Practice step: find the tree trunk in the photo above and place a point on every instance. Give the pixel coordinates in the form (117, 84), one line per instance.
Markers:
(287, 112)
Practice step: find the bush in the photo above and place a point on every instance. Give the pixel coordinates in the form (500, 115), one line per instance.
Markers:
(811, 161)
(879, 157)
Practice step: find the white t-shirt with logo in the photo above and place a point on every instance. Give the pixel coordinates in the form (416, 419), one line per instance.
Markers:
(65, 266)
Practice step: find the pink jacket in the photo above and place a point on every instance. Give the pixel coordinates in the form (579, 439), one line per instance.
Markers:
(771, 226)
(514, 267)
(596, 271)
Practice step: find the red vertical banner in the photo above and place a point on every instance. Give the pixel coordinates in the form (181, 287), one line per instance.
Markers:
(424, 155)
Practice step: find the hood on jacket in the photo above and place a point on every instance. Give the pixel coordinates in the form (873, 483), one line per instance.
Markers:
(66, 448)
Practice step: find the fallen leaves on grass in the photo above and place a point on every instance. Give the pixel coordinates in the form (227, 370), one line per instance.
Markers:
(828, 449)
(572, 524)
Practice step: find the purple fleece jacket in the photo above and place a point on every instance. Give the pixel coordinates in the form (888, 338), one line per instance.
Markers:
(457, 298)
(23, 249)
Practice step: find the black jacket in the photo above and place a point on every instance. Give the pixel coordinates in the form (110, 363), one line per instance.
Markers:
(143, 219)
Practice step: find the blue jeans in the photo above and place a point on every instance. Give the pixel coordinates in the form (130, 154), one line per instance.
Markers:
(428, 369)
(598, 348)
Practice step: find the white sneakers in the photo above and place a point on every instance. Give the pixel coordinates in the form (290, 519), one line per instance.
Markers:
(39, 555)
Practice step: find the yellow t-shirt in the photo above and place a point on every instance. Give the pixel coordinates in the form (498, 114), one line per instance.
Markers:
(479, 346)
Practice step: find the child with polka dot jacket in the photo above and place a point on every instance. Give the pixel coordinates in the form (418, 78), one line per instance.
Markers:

———

▸ **EXERCISE AIM**: Give the number of lines in the listing that hold "shirt", with no other words.

▸ **REPLY TO THE EXERCISE**: 2